Below are several entries. Transcribe exactly those lines that fall from the one with "pixel 12 100" through the one with "pixel 175 101", end lines included.

(Referring expression data)
=== Section Start ===

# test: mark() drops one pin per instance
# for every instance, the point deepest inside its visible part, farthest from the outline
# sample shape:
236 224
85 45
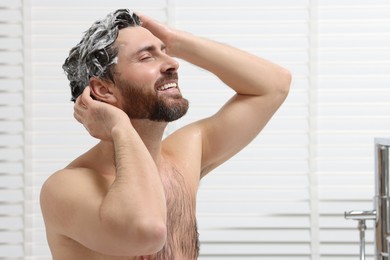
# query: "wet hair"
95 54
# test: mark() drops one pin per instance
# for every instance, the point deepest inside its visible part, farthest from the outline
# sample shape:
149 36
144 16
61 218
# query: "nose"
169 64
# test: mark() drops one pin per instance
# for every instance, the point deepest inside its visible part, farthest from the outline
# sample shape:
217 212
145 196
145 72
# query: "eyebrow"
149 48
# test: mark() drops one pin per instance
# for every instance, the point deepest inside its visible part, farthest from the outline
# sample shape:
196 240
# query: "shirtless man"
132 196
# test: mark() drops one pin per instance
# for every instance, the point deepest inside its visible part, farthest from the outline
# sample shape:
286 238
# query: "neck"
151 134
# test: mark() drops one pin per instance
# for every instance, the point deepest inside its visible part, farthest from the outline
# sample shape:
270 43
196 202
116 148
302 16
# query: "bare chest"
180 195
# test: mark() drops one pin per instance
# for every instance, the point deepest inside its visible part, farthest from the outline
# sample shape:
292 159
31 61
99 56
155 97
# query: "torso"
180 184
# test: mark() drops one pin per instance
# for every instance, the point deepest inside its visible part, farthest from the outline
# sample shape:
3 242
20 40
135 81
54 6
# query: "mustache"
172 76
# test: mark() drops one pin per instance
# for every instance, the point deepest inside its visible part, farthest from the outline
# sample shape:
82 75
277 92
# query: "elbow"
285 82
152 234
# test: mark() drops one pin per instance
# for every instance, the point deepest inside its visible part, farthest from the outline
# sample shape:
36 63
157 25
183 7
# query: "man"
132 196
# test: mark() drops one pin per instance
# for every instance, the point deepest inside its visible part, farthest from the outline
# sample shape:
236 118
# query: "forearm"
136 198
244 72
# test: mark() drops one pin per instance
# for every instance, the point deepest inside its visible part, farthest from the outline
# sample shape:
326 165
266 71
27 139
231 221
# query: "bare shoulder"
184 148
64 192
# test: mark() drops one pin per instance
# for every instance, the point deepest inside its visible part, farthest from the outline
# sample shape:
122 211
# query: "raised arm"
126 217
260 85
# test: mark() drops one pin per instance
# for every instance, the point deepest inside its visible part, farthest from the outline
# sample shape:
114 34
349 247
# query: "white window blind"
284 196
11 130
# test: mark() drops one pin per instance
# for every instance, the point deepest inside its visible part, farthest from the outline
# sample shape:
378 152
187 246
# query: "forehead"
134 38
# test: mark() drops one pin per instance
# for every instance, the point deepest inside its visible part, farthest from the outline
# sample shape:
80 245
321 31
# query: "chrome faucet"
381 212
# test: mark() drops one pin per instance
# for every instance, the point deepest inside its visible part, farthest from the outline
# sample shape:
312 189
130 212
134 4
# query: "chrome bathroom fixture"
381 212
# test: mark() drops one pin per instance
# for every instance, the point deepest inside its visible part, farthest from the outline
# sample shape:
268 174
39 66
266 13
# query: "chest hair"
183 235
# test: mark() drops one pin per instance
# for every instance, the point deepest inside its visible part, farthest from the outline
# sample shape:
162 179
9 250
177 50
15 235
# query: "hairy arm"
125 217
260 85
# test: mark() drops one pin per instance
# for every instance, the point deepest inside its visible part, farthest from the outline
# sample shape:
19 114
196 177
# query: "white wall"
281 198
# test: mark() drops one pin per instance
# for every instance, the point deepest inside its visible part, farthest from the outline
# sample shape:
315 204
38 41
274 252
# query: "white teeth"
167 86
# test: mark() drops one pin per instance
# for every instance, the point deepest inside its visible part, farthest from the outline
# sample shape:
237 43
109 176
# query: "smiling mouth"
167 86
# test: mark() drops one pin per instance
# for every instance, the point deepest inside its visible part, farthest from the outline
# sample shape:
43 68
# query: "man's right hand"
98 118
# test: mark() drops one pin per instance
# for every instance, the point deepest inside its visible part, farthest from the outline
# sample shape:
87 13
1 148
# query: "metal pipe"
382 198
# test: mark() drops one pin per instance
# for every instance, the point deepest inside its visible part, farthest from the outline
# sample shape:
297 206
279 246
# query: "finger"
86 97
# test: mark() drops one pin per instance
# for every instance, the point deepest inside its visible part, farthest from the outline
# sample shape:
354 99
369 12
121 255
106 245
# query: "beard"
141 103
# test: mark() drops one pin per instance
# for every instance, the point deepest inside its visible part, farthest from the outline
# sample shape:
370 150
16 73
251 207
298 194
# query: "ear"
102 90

=== Section End ===
=== Section Start ===

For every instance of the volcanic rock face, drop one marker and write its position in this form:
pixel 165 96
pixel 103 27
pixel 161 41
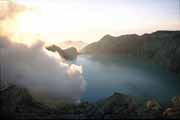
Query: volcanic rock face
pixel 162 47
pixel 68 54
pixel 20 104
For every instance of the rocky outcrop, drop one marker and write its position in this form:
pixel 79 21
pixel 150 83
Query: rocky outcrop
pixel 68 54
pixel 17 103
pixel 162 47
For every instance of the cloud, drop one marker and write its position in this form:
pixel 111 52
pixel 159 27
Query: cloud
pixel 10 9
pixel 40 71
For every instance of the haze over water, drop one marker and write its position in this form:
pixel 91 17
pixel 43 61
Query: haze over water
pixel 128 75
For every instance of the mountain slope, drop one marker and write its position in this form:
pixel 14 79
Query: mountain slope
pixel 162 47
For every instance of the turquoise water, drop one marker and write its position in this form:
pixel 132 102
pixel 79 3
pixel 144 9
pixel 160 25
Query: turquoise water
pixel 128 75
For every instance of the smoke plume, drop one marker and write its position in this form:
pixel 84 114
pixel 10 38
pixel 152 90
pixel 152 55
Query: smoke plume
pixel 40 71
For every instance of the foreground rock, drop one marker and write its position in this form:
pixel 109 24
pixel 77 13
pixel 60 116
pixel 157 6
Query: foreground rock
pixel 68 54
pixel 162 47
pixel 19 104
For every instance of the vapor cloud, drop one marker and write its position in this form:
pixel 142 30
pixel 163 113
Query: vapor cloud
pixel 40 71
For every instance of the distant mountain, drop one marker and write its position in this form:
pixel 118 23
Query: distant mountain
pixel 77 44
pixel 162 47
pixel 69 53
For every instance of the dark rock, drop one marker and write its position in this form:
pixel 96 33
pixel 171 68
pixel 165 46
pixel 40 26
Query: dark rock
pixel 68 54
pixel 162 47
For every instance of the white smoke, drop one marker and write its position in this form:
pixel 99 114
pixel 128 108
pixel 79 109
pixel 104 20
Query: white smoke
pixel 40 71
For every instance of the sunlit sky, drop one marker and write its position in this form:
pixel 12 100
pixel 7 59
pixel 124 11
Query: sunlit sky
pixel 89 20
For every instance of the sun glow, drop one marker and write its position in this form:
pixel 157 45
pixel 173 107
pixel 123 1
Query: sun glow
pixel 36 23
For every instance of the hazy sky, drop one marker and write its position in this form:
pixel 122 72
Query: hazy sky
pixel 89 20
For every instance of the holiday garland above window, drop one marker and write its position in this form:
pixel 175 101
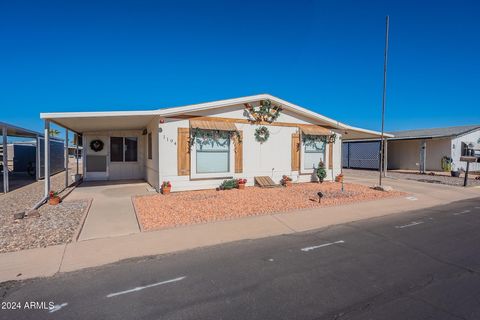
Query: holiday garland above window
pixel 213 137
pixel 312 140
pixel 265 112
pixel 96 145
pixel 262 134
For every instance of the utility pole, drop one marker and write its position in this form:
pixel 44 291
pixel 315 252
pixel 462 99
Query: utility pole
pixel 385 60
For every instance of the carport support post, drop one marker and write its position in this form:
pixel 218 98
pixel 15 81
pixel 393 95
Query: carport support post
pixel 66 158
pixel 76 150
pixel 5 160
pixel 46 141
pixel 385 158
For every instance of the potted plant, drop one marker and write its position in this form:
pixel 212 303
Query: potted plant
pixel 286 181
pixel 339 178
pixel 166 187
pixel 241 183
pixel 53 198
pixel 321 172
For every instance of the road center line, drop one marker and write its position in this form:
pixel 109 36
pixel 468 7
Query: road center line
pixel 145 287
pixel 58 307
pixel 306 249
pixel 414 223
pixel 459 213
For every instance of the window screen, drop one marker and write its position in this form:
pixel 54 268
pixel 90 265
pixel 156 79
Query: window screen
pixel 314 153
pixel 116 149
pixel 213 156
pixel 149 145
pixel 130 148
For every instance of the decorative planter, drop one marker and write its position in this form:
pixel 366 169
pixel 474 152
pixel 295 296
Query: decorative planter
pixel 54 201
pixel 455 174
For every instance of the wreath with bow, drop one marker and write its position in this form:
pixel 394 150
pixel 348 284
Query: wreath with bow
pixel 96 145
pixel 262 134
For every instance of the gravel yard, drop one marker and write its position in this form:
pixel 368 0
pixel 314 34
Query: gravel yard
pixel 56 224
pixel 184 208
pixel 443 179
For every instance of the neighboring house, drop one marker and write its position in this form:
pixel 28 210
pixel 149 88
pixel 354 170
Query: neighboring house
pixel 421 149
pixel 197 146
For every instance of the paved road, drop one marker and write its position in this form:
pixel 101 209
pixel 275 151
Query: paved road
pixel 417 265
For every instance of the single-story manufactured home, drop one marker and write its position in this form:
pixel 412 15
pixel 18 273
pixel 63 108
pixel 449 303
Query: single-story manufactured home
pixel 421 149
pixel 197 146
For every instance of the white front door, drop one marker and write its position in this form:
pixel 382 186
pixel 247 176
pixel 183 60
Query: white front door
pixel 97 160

=== Section End ===
=== Section Start ===

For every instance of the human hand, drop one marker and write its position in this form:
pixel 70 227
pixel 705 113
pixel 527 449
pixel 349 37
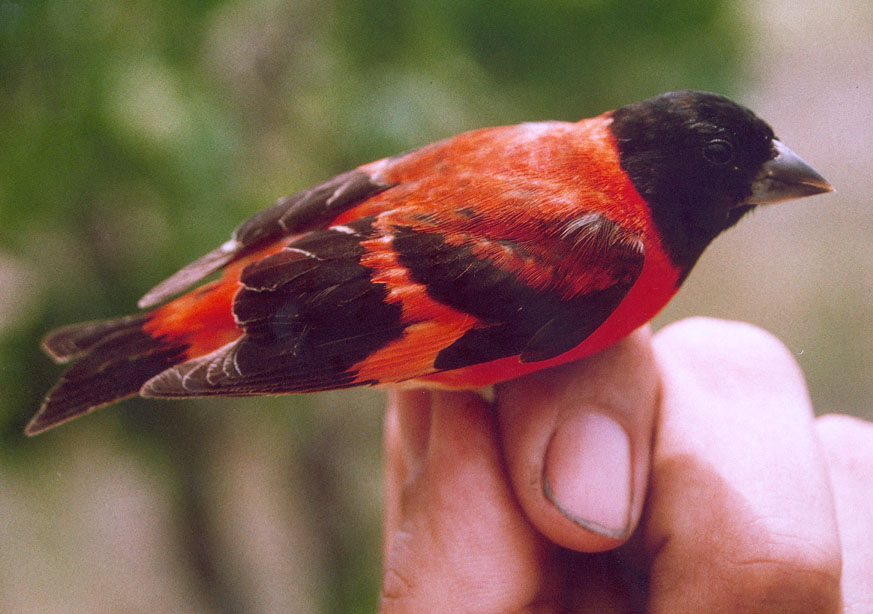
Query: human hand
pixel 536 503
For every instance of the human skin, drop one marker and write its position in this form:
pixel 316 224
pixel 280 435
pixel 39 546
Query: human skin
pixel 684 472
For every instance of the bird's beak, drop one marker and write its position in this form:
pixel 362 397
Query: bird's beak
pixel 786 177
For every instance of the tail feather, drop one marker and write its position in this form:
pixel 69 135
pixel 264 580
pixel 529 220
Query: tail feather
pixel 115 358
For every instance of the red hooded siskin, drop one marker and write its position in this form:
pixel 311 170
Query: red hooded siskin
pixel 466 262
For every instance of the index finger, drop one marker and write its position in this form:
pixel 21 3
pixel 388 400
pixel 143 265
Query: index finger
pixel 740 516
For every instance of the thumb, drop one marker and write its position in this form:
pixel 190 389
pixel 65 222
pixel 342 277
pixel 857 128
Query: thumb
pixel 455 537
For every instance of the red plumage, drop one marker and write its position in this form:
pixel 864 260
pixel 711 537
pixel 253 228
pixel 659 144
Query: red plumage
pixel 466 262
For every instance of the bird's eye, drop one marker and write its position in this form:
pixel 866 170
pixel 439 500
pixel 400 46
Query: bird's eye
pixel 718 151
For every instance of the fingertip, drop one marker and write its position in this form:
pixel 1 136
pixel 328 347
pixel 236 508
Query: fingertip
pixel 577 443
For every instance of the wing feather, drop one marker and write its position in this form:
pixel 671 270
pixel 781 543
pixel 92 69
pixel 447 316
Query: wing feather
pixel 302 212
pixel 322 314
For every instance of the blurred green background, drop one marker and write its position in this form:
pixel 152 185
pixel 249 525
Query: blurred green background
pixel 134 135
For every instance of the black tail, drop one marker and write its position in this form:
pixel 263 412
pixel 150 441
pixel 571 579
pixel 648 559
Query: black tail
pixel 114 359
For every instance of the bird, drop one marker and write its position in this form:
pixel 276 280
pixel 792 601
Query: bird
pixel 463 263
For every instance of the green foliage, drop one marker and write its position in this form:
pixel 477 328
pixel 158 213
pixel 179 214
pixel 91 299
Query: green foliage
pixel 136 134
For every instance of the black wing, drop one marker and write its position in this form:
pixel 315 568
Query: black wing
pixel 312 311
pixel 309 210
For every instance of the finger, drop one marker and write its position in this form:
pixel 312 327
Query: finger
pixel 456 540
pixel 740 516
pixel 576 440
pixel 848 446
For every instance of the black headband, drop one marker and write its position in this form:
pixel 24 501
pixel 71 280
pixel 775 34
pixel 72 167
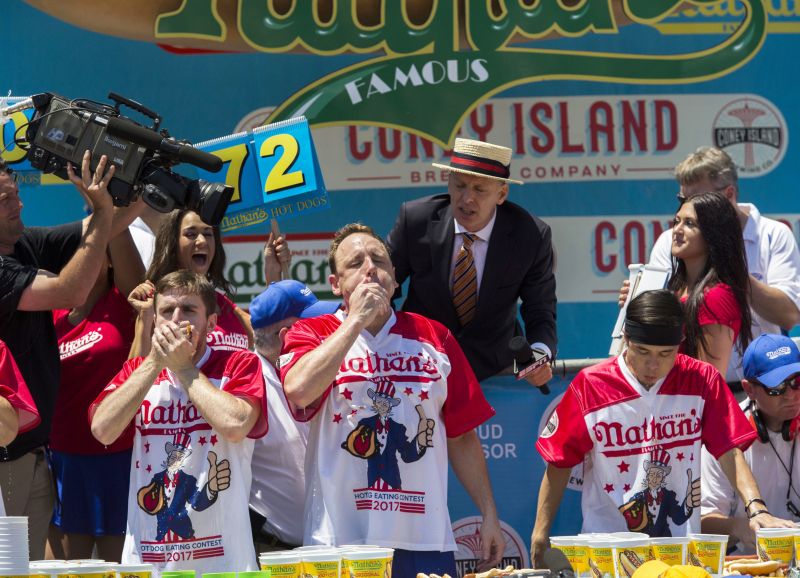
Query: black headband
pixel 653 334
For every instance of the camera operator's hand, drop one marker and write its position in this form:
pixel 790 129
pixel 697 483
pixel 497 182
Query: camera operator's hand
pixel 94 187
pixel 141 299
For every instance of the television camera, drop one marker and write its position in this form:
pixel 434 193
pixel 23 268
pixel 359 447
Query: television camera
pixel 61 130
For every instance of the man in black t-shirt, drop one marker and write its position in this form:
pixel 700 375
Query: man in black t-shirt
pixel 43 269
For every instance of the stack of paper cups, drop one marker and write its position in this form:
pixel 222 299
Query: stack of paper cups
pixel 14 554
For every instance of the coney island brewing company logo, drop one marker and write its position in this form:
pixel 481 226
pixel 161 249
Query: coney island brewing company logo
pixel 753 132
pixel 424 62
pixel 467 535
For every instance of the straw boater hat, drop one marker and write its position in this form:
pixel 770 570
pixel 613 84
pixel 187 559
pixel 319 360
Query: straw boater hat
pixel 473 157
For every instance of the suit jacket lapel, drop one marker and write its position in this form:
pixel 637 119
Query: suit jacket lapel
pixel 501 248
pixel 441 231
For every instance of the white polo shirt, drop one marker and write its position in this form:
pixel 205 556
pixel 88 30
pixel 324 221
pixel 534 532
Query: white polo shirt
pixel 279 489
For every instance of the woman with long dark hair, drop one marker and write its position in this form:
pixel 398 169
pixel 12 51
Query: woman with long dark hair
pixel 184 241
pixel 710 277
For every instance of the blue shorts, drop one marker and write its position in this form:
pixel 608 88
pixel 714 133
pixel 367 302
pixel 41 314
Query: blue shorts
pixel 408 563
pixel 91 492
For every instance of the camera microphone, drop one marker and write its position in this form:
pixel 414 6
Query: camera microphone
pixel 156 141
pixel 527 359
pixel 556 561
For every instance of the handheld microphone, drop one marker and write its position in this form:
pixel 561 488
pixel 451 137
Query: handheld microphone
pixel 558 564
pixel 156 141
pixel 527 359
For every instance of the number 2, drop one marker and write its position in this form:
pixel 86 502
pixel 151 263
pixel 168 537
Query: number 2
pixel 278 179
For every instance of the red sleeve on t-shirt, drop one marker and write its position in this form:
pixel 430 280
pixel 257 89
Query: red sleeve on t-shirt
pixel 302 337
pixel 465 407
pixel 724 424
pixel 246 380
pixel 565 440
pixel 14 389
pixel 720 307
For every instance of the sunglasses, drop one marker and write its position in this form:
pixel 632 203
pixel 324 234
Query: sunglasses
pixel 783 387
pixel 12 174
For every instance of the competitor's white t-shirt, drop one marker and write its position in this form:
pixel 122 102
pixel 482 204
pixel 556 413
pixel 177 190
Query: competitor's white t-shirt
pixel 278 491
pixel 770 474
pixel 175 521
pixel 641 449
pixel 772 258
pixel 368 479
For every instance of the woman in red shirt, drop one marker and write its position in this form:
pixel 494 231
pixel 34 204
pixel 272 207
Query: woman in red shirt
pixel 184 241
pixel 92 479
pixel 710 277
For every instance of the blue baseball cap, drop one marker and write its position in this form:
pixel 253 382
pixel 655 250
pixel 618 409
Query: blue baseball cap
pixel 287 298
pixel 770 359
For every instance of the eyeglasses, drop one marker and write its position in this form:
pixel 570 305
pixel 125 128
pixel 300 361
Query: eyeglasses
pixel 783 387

=== Section End ===

Your solution.
pixel 12 100
pixel 7 59
pixel 124 11
Query: sunlit sky
pixel 89 20
For every instance of the sun glow, drop one marker and write its position in this form:
pixel 157 45
pixel 173 107
pixel 123 1
Query: sun glow
pixel 36 23
For every instance of the hazy sky, drop one marker and write its position in this form:
pixel 122 72
Query: hazy sky
pixel 89 20
For every instance of the holiday garland above window, drop one marker and write its position in this form:
pixel 175 101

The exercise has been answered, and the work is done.